_Task 1_
Answer these questions about the article on the Harvard e-cigarette study:
(a) In which journal was the study published?
(b) How many cigalikes and how many e-liquid refills did the team test?
(c) What professorship does Christiani hold?
_Task 2_
Resume the article on the Harvard e-cigarette study after its final paragraph.

==== Text segment ====

The Harvard T.H. Chan School of Public Health are the people who brought you scare stories about flavours and aldehydes in 2017, then more warped worries about formaldehyde in 2018, and utter nonsense about popcorn lung in February.
It claims to bring together, “dedicated experts from many disciplines to educate new generations of global health leaders and produce powerful ideas that improve the lives and health of people everywhere.”
The study, published this week in Environmental Health Perspectives, was conducted by Christiani, Mi-Sun Lee, Joseph Allen – Allen being one of the participants in the aforementioned popcorn lung work, which appeared to amount to nothing more than a sponsored hit job on tobacco harm reduction and vaping.
The authors demonstrate bias from the outset when they write: “Previous research from Harvard Chan School has shown that chemicals linked with severe respiratory disease are found in common e-cigarette flavours.”
The team tested 37 cigalikes and 38 e-liquid refills from the 10 top-selling U.S. brands. They claim: “The findings showed that 17 of 75 products (23%) contained detectable concentrations of endotoxin and that 61 of 75 products (81%) contained detectable concentrations of glucan.”
Christiani, the Elkan Blout Professor of Environmental Genetics and senior author of the study, said: “Airborne Gram-negative bacterial endotoxin and fungal-derived glucans have been shown to cause acute and chronic respiratory effects in occupational and environmental settings. Finding these toxins in e-cigarette products adds to the growing concerns about the potential for adverse respiratory effects in users.”

==== Entries shown ====

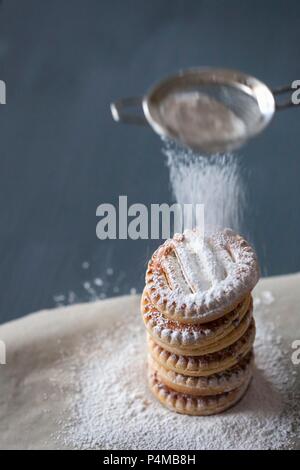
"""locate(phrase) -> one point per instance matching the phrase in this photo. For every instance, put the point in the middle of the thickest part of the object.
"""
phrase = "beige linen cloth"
(31, 415)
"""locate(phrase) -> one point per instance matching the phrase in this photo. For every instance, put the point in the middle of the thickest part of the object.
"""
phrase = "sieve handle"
(292, 88)
(120, 111)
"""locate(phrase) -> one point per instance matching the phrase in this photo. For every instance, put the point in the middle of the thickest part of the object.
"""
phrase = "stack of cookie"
(197, 309)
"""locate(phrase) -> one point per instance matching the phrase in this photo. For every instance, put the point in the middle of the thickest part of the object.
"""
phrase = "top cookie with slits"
(191, 278)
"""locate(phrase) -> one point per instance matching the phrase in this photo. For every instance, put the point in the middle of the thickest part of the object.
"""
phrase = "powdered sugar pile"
(111, 407)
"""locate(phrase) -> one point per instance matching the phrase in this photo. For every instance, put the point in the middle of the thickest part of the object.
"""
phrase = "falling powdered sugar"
(112, 408)
(214, 181)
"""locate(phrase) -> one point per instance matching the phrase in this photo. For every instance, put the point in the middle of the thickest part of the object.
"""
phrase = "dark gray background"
(62, 155)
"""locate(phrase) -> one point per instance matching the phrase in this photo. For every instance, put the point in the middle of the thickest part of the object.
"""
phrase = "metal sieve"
(208, 110)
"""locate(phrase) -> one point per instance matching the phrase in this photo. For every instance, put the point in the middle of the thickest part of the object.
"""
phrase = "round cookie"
(200, 366)
(214, 384)
(191, 405)
(191, 278)
(216, 344)
(184, 337)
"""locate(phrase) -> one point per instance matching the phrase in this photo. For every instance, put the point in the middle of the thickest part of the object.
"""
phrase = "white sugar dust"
(109, 406)
(215, 181)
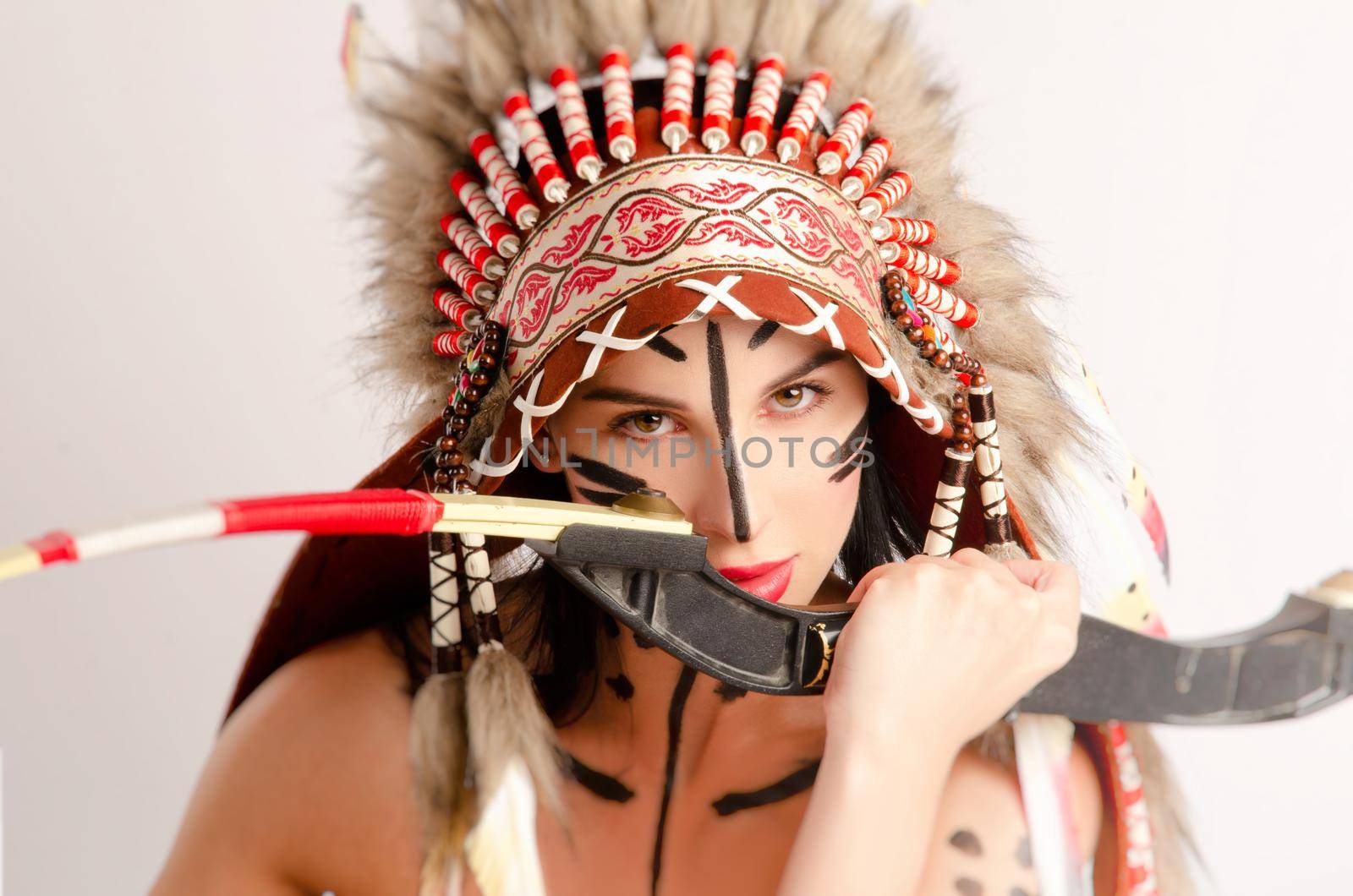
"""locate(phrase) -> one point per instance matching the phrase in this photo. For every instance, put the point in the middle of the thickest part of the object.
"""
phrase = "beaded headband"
(548, 271)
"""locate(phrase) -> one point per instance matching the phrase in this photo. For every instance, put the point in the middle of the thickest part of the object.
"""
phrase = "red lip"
(766, 581)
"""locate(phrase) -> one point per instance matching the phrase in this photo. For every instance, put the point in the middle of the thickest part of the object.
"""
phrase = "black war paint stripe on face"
(723, 418)
(847, 451)
(789, 785)
(601, 784)
(604, 499)
(666, 348)
(674, 718)
(606, 475)
(764, 332)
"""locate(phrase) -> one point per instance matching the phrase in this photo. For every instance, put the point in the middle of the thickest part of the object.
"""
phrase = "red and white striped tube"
(470, 244)
(464, 314)
(868, 168)
(762, 106)
(452, 342)
(516, 198)
(617, 94)
(534, 146)
(942, 302)
(678, 95)
(922, 263)
(885, 195)
(491, 225)
(720, 83)
(846, 137)
(572, 118)
(466, 276)
(912, 231)
(363, 512)
(793, 135)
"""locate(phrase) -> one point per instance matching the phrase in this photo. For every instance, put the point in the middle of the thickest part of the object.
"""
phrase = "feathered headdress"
(555, 183)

====

_Response 1_
(a) Environmental Health Perspectives
(b) 37 cigalikes and 38 e-liquid refills
(c) Elkan Blout Professor of Environmental Genetics

_Response 2_
The press release accompanying the report says: “The researchers noted that the contamination of the products could have occurred at any point during the production of the ingredients or of the finished e-cigarette product. They hypothesized that cotton wicks used in e-cigarette cartridges may be one potential source of contamination, as both endotoxin and glucan are known contaminants of cotton fibres.”
Mi-Sun Lee added: “In addition to inhaling harmful chemicals, e-cig users could also be exposed to biological contaminants like endotoxin and glucan. These new findings should be considered when developing regulatory policies for e-cigarettes.”
Hidden away from the press release and not mentioned during interviews, the report states: “No scientific evidence supports a hypothesis that current observed levels of endotoxin and glucan in [electronic cigarettes] raise health concerns.”
Dr Penny Woods, chief executive of the British Lung Foundation, is reported as stating the results were “interesting”, but pointed out that different and stricter regulations operate in the United Kingdom: “We do need to keep adding to our knowledge on the long-term effects of e-cigarettes, however we know that vaping is 20 times less harmful than smoking.”